Data for the task
((

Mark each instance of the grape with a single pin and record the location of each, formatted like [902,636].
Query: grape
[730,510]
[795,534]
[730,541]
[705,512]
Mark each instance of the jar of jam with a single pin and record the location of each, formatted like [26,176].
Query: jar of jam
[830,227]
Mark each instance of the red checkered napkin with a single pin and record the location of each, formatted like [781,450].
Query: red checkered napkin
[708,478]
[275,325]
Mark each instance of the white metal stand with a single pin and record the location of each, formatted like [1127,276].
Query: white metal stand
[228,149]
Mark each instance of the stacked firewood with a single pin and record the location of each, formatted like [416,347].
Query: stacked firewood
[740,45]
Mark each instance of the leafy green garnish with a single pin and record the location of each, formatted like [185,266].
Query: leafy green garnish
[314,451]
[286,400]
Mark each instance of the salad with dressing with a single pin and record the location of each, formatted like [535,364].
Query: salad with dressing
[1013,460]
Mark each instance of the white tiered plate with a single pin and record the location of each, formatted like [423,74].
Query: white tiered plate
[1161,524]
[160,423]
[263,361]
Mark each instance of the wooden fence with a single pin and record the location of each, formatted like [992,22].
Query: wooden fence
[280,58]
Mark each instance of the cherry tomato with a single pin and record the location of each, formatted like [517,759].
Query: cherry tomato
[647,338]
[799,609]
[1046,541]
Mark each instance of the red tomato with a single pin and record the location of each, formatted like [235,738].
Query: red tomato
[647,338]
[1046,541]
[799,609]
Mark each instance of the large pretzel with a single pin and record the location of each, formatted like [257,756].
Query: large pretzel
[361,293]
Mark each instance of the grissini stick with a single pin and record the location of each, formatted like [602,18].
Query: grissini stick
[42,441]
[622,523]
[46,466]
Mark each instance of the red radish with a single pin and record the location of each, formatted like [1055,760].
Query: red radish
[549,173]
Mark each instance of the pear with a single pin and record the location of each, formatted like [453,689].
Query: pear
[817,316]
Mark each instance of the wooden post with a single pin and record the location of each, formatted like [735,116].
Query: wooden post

))

An exact reproduction of the listing is required, covering every entry.

Exercise answer
Mark each instance of the grape with a single pin and record the location of each, formatted like [902,636].
Query: grape
[730,510]
[795,534]
[730,541]
[705,512]
Mark each instance of the jar of jam with a single pin and record the location of each, formatted like [26,176].
Query: jar of jam
[830,227]
Mark each instance of the red checkered napkin with a single pin and record the location of each, formatted like [781,450].
Query: red checkered napkin
[708,478]
[275,325]
Mark each instance of the white metal stand with a single pin and record the location of each, formatted like [1127,276].
Query: white metal stand
[228,149]
Mark each instance of the stacked firewood with a single pin and record the location of each, formatted like [416,347].
Query: stacked firewood
[740,45]
Mark each instance of the leafy green garnish with a single pin and record the location of each, formatted like [185,266].
Query: leafy green garnish
[314,451]
[286,400]
Mark each instance of the salad with dressing with a single pin and record the location of each, formatted like [535,364].
Query: salad with dressing
[1013,460]
Mark each instance of the white tiered plate with a single pin and record the location of each, formatted like [423,74].
Query: white tiered plate
[1161,524]
[160,423]
[263,361]
Mark each instance of the wooden fence with a single pin and record the location of each, formatted like [992,22].
Query: wooden fence
[280,58]
Mark each instance of the cherry tomato with a single pin and record the location of each, formatted like [517,759].
Query: cherry tomato
[647,338]
[799,609]
[1046,541]
Mark each instance of the red tomato with a single pin and record the location of each, formatted like [235,738].
Query: red tomato
[647,338]
[1046,541]
[799,609]
Mark each instance of the large pretzel with a single pin and record the location of each, formatted like [257,756].
Query: large pretzel
[361,293]
Mark each instance of the grissini stick with a single pin and record the location of each, formatted like [602,18].
Query: grissini stick
[42,441]
[622,523]
[46,466]
Mark each instance of the red radish with a single pin and record the location of each, formatted like [1055,760].
Query: red radish
[549,173]
Mark each instance of the pear with a single pin and record the location of each, formatted like [453,689].
Query: pear
[817,316]
Mark each instance of the wooden post with a single pin and record the location of each, formatted like [735,116].
Query: wooden post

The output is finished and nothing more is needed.